Excerpt to read:
On 10/08/2011 08:58, jagaran das wrote:
In my current project we are planning to streams of data to Namenode (20 Node Cluster).
Data Volume would be around 1 PB per day.
But there are application which can publish data at 1GBPS.
That's Gigabyte/s or Gigabit/s?
Few queries:
1. Can a single Namenode handle such high speed writes? Or it becomes unresponsive when GC cycle kicks in. see below
2. Can we have multiple federated Name nodes sharing the same slaves and then we can distribute the writes accordingly.
that won't solve your problem
3. Can multiple region servers of HBase help us ?? no
Please suggest how we can design the streaming part to handle such scale of data.
Data is written to datanodes, not namenodes. the NN is used to set up
the write chain and then just tracks node health -the data does not go
through it.

Saved data entries
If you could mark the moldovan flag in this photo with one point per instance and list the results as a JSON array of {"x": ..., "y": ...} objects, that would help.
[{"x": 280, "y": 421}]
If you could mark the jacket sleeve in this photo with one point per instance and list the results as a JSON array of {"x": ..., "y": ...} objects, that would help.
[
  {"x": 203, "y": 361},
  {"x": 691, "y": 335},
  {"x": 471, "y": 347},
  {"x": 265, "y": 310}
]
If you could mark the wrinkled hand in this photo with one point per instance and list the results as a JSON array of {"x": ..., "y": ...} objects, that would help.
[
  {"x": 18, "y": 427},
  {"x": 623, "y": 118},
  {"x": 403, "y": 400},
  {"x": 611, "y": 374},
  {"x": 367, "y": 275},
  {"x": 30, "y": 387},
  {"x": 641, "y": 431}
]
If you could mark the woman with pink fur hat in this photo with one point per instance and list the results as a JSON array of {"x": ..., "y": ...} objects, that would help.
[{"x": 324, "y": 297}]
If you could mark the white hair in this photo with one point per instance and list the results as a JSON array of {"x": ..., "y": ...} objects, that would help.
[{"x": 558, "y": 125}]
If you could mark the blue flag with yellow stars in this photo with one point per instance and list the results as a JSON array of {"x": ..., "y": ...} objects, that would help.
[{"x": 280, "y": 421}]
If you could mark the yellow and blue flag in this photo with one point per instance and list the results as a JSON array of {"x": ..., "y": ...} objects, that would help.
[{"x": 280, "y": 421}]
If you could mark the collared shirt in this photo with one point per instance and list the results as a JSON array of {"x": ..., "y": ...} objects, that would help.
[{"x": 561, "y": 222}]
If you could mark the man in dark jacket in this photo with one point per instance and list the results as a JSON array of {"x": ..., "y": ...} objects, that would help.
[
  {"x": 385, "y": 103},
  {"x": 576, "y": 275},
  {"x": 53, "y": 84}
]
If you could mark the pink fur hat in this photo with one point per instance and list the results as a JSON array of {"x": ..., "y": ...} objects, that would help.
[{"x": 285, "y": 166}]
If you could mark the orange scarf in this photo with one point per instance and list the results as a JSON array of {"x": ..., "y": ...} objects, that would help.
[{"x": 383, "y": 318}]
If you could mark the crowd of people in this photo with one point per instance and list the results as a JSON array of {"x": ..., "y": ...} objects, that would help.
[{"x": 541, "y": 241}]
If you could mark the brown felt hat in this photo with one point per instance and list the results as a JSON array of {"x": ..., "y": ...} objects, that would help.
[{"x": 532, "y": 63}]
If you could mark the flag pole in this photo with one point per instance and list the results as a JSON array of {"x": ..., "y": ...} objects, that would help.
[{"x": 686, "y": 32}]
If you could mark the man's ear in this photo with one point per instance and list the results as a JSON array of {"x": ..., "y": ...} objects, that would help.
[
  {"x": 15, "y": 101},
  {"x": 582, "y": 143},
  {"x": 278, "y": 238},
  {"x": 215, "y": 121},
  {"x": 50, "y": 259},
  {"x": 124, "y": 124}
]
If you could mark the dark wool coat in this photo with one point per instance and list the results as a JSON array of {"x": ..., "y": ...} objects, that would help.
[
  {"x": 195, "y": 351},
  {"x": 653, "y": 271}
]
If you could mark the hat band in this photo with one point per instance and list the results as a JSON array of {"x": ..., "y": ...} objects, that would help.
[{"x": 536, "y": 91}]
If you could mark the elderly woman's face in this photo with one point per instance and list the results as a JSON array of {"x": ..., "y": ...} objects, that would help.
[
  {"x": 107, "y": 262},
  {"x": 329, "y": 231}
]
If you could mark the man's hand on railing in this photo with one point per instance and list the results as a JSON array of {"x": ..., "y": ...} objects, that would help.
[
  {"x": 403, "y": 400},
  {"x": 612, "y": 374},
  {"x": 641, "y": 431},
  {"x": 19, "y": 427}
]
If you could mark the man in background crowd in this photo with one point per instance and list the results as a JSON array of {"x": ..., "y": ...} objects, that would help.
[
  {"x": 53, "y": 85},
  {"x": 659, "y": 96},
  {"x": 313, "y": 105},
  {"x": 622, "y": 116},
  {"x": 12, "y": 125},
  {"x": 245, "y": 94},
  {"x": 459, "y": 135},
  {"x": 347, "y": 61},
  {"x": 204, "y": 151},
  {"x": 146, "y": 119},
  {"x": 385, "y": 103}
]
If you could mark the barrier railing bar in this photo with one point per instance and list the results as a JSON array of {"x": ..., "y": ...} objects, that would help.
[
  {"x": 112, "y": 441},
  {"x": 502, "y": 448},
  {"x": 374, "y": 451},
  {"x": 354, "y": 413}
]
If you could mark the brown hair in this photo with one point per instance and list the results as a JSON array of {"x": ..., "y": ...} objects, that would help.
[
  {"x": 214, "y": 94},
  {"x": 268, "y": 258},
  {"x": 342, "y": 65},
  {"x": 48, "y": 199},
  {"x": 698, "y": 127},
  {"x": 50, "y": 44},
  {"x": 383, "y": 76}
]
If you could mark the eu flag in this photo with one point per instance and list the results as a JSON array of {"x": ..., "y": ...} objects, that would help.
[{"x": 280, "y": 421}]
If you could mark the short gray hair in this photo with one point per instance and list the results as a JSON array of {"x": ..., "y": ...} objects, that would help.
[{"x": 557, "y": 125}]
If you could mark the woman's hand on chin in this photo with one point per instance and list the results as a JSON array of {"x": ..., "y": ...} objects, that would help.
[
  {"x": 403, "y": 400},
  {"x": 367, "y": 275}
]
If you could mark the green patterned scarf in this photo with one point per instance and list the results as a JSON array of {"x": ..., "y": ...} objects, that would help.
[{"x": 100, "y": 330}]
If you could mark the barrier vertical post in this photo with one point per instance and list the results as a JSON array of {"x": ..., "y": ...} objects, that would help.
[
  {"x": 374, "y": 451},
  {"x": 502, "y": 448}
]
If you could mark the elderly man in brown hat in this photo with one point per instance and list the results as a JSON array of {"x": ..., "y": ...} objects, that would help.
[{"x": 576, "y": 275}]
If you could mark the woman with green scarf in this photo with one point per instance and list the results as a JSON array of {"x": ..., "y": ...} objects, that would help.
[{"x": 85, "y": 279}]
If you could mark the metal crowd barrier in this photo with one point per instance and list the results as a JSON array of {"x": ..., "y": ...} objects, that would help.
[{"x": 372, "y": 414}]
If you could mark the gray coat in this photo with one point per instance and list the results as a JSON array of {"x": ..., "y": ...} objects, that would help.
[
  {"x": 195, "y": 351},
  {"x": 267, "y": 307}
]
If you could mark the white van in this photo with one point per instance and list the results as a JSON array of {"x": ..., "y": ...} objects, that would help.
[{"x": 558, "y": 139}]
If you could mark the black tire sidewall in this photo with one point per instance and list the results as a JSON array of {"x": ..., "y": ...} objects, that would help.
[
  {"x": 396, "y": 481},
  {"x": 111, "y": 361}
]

Challenge:
Print the entire forum thread about streaming data to a Namenode, word for word. The items here have nothing to do with this.

Task solution:
On 10/08/2011 08:58, jagaran das wrote:
In my current project we are planning to streams of data to Namenode (20 Node Cluster).
Data Volume would be around 1 PB per day.
But there are application which can publish data at 1GBPS.
That's Gigabyte/s or Gigabit/s?
Few queries:
1. Can a single Namenode handle such high speed writes? Or it becomes unresponsive when GC cycle kicks in. see below
2. Can we have multiple federated Name nodes sharing the same slaves and then we can distribute the writes accordingly.
that won't solve your problem
3. Can multiple region servers of HBase help us ?? no
Please suggest how we can design the streaming part to handle such scale of data.
Data is written to datanodes, not namenodes. the NN is used to set up
the write chain and then just tracks node health -the data does not go
through it.